◆ **Exercise goal**
Can you format every line of the entries below as a JSON list of strings, one string per line, leaving out blank lines?

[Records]
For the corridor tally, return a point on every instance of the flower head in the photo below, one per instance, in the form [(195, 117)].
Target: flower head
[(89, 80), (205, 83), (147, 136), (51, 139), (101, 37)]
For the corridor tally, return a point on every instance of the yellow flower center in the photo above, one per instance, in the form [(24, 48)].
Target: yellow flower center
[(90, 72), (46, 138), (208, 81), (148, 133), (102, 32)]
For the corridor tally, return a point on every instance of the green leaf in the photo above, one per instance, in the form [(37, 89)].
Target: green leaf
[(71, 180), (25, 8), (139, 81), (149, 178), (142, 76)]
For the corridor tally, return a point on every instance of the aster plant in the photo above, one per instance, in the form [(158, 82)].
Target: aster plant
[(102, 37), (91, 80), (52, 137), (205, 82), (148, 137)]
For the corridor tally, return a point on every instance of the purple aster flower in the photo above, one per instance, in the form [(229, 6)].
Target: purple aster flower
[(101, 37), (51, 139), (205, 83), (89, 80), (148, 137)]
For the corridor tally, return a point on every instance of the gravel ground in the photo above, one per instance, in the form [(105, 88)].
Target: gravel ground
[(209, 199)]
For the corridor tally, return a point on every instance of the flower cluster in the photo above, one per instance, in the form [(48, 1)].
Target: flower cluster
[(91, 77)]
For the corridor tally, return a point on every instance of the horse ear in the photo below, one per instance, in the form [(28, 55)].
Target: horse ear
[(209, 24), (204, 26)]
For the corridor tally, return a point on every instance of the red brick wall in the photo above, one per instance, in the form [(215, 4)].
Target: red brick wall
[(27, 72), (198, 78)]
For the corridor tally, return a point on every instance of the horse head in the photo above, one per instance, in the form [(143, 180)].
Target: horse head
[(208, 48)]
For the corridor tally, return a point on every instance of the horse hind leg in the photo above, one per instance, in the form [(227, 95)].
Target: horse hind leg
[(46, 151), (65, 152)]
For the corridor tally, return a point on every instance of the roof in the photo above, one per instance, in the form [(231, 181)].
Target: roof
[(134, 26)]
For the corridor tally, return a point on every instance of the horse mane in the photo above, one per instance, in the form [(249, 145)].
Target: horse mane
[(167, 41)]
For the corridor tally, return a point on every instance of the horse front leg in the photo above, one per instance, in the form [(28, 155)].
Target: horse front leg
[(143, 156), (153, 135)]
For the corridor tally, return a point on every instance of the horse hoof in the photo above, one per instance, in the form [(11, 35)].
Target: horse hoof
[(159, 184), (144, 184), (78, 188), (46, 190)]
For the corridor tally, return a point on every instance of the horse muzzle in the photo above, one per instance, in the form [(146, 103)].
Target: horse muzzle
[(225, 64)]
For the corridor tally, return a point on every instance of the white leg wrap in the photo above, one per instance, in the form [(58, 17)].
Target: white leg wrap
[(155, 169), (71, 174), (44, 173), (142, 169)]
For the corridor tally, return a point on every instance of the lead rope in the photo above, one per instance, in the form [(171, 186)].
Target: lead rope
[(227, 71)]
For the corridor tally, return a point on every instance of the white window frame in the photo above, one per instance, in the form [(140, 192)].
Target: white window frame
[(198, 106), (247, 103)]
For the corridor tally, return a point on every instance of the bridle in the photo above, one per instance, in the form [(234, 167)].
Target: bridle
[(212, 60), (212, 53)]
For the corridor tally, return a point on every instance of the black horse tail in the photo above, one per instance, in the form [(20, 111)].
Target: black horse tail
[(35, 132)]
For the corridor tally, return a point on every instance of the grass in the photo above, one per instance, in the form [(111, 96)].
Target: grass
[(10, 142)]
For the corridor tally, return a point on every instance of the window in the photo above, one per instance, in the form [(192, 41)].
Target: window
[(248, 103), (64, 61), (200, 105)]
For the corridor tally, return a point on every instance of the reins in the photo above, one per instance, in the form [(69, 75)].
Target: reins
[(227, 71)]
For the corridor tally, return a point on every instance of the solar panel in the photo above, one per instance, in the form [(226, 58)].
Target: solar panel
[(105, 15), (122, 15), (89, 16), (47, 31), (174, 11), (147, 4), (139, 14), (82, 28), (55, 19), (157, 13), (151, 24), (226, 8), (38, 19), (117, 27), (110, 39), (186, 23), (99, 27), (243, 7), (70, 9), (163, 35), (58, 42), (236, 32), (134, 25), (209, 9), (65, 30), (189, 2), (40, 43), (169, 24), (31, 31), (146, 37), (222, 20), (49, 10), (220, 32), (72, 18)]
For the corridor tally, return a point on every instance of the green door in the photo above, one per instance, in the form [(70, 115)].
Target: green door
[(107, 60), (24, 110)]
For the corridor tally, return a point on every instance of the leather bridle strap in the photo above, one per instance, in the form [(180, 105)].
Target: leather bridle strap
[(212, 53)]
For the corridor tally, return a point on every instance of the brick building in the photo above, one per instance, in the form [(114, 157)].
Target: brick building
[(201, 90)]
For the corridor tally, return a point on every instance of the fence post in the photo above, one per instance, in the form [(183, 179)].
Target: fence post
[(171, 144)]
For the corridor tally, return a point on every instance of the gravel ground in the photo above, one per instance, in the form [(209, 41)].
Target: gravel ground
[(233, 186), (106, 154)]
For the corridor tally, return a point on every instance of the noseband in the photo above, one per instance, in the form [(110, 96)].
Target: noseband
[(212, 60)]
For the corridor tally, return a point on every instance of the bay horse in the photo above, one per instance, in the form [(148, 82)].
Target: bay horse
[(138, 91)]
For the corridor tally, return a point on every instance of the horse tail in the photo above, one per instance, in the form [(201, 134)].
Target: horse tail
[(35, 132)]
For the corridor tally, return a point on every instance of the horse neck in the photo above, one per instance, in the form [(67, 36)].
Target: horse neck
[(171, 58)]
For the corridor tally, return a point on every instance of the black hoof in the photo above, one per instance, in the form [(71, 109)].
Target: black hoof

◆ **Result for this exercise**
[
  "For the corridor tally, return a point on every instance of the flower head in the photo below, one per instance, in the form [(195, 117)].",
  "Target: flower head",
  "[(89, 80), (205, 83), (147, 136), (51, 139), (101, 37)]",
  "For the corridor tally, return a point on every instance of the yellow flower center in the photo above, one per instance, in the form [(24, 48)].",
  "Target: yellow flower center",
  "[(90, 72), (46, 138), (208, 81), (148, 133), (102, 32)]",
  "For the corridor tally, return a point on every instance of the green leaf in the photo above, one per instance, in the form [(37, 89)].",
  "Target: green leaf",
  "[(71, 180), (25, 8), (139, 81), (149, 178), (142, 76)]",
  "For the corridor tally, return a point on every instance of the aster plant in the photo above, one per instance, in the form [(158, 82)].",
  "Target: aster plant",
  "[(102, 37), (91, 80), (52, 137), (205, 82), (148, 137)]",
  "For the corridor tally, return a point on every instance of the purple aster flower in the photo above, one per instance, in the form [(229, 6)].",
  "Target: purple aster flower",
  "[(101, 37), (51, 139), (205, 83), (89, 80), (148, 137)]",
  "For the corridor tally, return a point on every instance of the gravel ground in the photo above, one per instance, in the form [(105, 88)].",
  "Target: gravel ground",
  "[(209, 199)]",
  "For the corridor tally, return a point on every instance of the flower cluster in the photo above, one per instance, in the form [(48, 1)].",
  "Target: flower cluster",
  "[(91, 77)]",
  "For the corridor tally, return a point on every instance of the horse ear in the photo below, one per instance, in the form [(28, 55)].",
  "Target: horse ear",
  "[(209, 24), (204, 26)]",
  "For the corridor tally, return a point on every instance of the red brick wall in the photo above, one per instance, in the form [(215, 4)].",
  "Target: red brick wall",
  "[(27, 72), (198, 78)]",
  "For the corridor tally, return a point on every instance of the horse head in the photo above, one per instance, in the form [(143, 180)].",
  "Target: horse head",
  "[(208, 48)]",
  "For the corridor tally, return a point on every instance of the horse hind leg in the photo above, one per instance, in the form [(227, 95)].",
  "Target: horse hind leg",
  "[(46, 151), (65, 152)]",
  "For the corridor tally, return a point on every instance of the roof in the photo above, one per instance, in the form [(231, 181)].",
  "Target: roof",
  "[(134, 26)]",
  "For the corridor tally, return a point on every instance of the horse mane in the photo above, one per instance, in the form [(249, 145)].",
  "Target: horse mane",
  "[(167, 41)]",
  "For the corridor tally, return a point on every instance of the horse front leg in the photo above, one per instance, in the form [(28, 155)].",
  "Target: horse front leg",
  "[(143, 156), (153, 135)]",
  "For the corridor tally, return a point on every instance of the horse hoof in the photo above, one per instance, in the form [(11, 35)].",
  "Target: horse hoof",
  "[(159, 184), (144, 184), (78, 188), (46, 190)]",
  "For the corridor tally, return a point on every instance of the horse muzzle in the photo above, one per instance, in the form [(146, 103)].",
  "Target: horse muzzle",
  "[(225, 64)]",
  "For the corridor tally, return a point on every instance of the white leg wrap in the photo above, one per instance, in the form [(58, 17)].",
  "Target: white leg wrap",
  "[(155, 169), (71, 174), (44, 173), (142, 169)]",
  "For the corridor tally, return a point on every instance of the lead rope in the photo above, one per instance, in the form [(171, 186)].",
  "Target: lead rope",
  "[(227, 71)]",
  "For the corridor tally, return a point on every instance of the white window frame in the photo above, one per instance, in the form [(140, 192)].",
  "Target: white window frame",
  "[(198, 106), (247, 103)]",
  "For the corridor tally, return a point on every instance of the bridle in the photo above, one per instance, in the form [(234, 167)].",
  "Target: bridle",
  "[(212, 60), (212, 53)]",
  "For the corridor tally, return a point on every instance of the black horse tail in the photo above, one per instance, in the form [(20, 111)].",
  "Target: black horse tail",
  "[(35, 132)]",
  "For the corridor tally, return a point on every instance of the grass in the photo above, one per instance, in the form [(111, 96)].",
  "Target: grass",
  "[(10, 142)]",
  "For the corridor tally, return a point on every instance of the window in the photo above, one per instance, in the form [(192, 41)].",
  "Target: window",
  "[(248, 103), (64, 61), (200, 105)]",
  "For the corridor tally, return a point on every instance of the reins in the photo above, one per instance, in the form [(69, 75)].",
  "Target: reins",
  "[(227, 71)]",
  "For the corridor tally, return a point on every instance of the solar panel in the photo above, one per instance, in the form [(226, 58)].",
  "Target: solar panel",
  "[(105, 15), (122, 15), (89, 16), (47, 31), (174, 11), (147, 4), (139, 14), (82, 28), (55, 19), (157, 13), (151, 24), (226, 8), (38, 19), (117, 27), (110, 39), (186, 23), (99, 27), (243, 7), (70, 9), (163, 35), (58, 42), (236, 32), (134, 25), (209, 9), (65, 30), (189, 2), (40, 43), (169, 24), (31, 31), (146, 37), (222, 20), (49, 10), (220, 32), (72, 18)]",
  "For the corridor tally, return a point on every instance of the green door in the photo above, one per instance, in the form [(70, 115)].",
  "Target: green door",
  "[(107, 60), (24, 110)]",
  "For the corridor tally, return a point on every instance of the leather bridle strap in the photo above, one per instance, in the form [(180, 105)].",
  "Target: leather bridle strap",
  "[(212, 53)]",
  "For the corridor tally, return a point on every instance of the brick building in the photo above, one per instance, in the form [(114, 157)].",
  "Target: brick building",
  "[(201, 90)]",
  "For the corridor tally, return a point on every instance of the fence post in the photo above, one per instance, in the form [(183, 179)].",
  "Target: fence post",
  "[(171, 144)]",
  "For the corridor tally, return a point on every instance of the gravel ground in the photo above, one per instance, in the form [(209, 41)].",
  "Target: gravel ground",
  "[(233, 186), (106, 154)]",
  "For the corridor tally, return a point on every instance of the noseband in the photo above, one per instance, in the form [(110, 96)].",
  "Target: noseband",
  "[(212, 60)]",
  "For the corridor tally, return a point on every instance of the bay horse in the photo above, one per instance, in the form [(148, 82)].",
  "Target: bay horse",
  "[(138, 91)]",
  "For the corridor tally, return a point on every instance of the horse tail in the photo above, one per instance, in the form [(201, 134)].",
  "Target: horse tail",
  "[(35, 132)]",
  "For the corridor tally, return a point on every instance of the horse neck in the photo above, one per instance, in the form [(67, 36)].",
  "Target: horse neck",
  "[(171, 58)]",
  "For the corridor tally, return a point on every instance of the black hoof in the photo above, one per instance, in the form [(71, 109)].",
  "Target: black hoof"
]